» **Work instructions**: From the line with "Where can the gravel" to the last line of the data below, repeat every line exactly and add nothing.

» **Supplied information**:
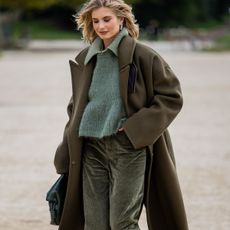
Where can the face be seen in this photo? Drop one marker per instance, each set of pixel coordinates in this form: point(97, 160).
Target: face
point(106, 24)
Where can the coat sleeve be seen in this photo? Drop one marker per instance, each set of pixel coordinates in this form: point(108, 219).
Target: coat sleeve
point(61, 159)
point(145, 126)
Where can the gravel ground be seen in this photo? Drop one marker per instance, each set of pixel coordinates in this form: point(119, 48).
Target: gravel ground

» **Solution below**:
Where can the gravel ground be seen in this photo? Drop one marker per instance, each set of pixel coordinates in this form: point(119, 48).
Target: gravel ground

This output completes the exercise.